■ **提示文**
- - - -

持ち家離婚カウンセラーのアドバイス
今回のケースのように、 自宅を売却査定に出したところ、オーバーローンが発覚して困り果ててしまう事例は少なくありません。
オーバーローンでいますぐには売却できない場合、自宅と住宅ローンの名義を自宅に住み続けたい妻に一本化するという解決策が考えられます。この方法であれば、現状のローン名義人である夫がオーバーローンと諸費用の負担をせずに済むばかりか、ローンの名義人が妻に一本化されるため、夫の負債もなくなるのです。
しかし、「離婚」を理由とするローン名義の一本化について、快く引き受けてくれる銀行を見つけるのは簡単ではありません。銀行はそもそもそうしたニーズに対応する商品を持っていないことに加えて、「虚偽離婚」の形で離婚して、新たに契約した住宅ローンを別用途に使われるリスクを恐れています。そのため、個人で交渉を行うのは非常に難易度が高いのです。
「銀行がダメならば」と、司法書士や弁護士にアドバイスを仰いで名義変更を行ったところ、実はそれが現在借り入れを行っている銀行との契約違反だった、というのはもっとも恐ろしいケースです。最悪の場合、銀行から一括返済を求められることもありますから、まずは一度、既存の銀行との「金銭消費貸借契約書」に目を通しておきましょう。
方策が決まり、急速に動き出した離婚調停
自宅と住宅ローンの名義人を広子さんに一本化するという解決策が決まり、離婚調停の動きは急速に進みます。
敦さんとの面談から1週間後には、広子さんとご自宅近くのファミレスで打ち合わせを実施。離婚後の生活に対し不安を抱えている様子の母を心配してか、娘さんも同席していました。夜勤明けで疲れた様子の広子さんに今後の動きについて細かく説明し、前もって伝えてあった広子さんの個人情報に関する資料を受け取ります。
名義の一本化という方策は決まったものの、ローンの審査は難航することが予想されました。
広子さんがフルタイムの仕事に復帰してまだ1年も経っていなかったためです。しかし、広子さんに何種類もの書類を用意してもらい、銀行と粘り強く交渉を重ねた結果、同じ病院で長く勤めてきた点、広子さんの仕事が専門性の高い仕事である点が評価され、なんとか事前審査の承認をとることができました。
敦さんも広子さんも、「早く離婚したい」という点では一致していましたので、その後は最短で名義変更の手続きに着手しました。
今後は成人した2人の子どもと暮らしながら、自分でローンを返済していく覚悟を決めた広子さん。看護師としてのキャリアアップ・年収アップのために、日常の業務をこなしながら難関資格の取得に向けて勉強を続けています。
一方、離婚を決意してから実家に戻った敦さんは、最近体調を崩すことも増えてきた80代の両親との同居生活を続けることを決めました。独立から5年が経過して安定期に入った事業を続けつつ、両親の近くにいてあげたいとの思いから、実家の一部を改修して作業場を増築する計画を立てているとのことです。

- - - -

■ **提供データ**
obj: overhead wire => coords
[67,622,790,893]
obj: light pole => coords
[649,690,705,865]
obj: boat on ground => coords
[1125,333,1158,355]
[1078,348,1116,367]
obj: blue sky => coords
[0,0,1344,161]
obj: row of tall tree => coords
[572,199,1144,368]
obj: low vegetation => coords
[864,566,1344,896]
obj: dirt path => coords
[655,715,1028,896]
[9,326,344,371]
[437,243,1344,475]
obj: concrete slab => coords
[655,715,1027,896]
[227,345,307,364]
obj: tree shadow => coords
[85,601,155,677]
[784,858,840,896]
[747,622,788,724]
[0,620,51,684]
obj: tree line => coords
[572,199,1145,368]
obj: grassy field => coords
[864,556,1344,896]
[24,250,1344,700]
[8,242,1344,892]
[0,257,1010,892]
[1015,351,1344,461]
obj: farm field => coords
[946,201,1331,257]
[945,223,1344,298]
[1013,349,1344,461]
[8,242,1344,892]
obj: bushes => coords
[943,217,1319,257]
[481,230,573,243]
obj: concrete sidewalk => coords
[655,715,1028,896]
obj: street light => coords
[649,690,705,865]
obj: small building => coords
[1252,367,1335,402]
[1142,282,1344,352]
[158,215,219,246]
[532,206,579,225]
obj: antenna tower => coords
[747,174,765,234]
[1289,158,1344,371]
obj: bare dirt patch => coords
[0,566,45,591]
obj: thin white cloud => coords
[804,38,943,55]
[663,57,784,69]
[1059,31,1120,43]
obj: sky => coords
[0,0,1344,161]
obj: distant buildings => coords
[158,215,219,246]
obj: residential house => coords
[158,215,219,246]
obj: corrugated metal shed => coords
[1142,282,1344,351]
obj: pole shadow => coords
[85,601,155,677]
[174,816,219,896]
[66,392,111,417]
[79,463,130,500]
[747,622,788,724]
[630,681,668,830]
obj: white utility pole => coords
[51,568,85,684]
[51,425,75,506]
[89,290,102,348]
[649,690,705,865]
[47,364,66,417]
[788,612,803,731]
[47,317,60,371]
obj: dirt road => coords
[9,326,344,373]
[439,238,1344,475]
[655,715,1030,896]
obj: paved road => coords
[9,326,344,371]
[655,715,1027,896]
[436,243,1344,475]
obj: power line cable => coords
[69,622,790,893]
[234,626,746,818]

- - - -

■ **作業の目的**
提示文のうち、「広子さんがフルタイムの仕事に」を含む箇所から書き始め、「画を立てているとのことです。」の後で終えて、一字も変えずに書き写してください。 ここに示した記録は、この作業には関係しません。

■ **以下の回答**
広子さんがフルタイムの仕事に復帰してまだ1年も経っていなかったためです。しかし、広子さんに何種類もの書類を用意してもらい、銀行と粘り強く交渉を重ねた結果、同じ病院で長く勤めてきた点、広子さんの仕事が専門性の高い仕事である点が評価され、なんとか事前審査の承認をとることができました。
敦さんも広子さんも、「早く離婚したい」という点では一致していましたので、その後は最短で名義変更の手続きに着手しました。
今後は成人した2人の子どもと暮らしながら、自分でローンを返済していく覚悟を決めた広子さん。看護師としてのキャリアアップ・年収アップのために、日常の業務をこなしながら難関資格の取得に向けて勉強を続けています。
一方、離婚を決意してから実家に戻った敦さんは、最近体調を崩すことも増えてきた80代の両親との同居生活を続けることを決めました。独立から5年が経過して安定期に入った事業を続けつつ、両親の近くにいてあげたいとの思いから、実家の一部を改修して作業場を増築する計画を立てているとのことです。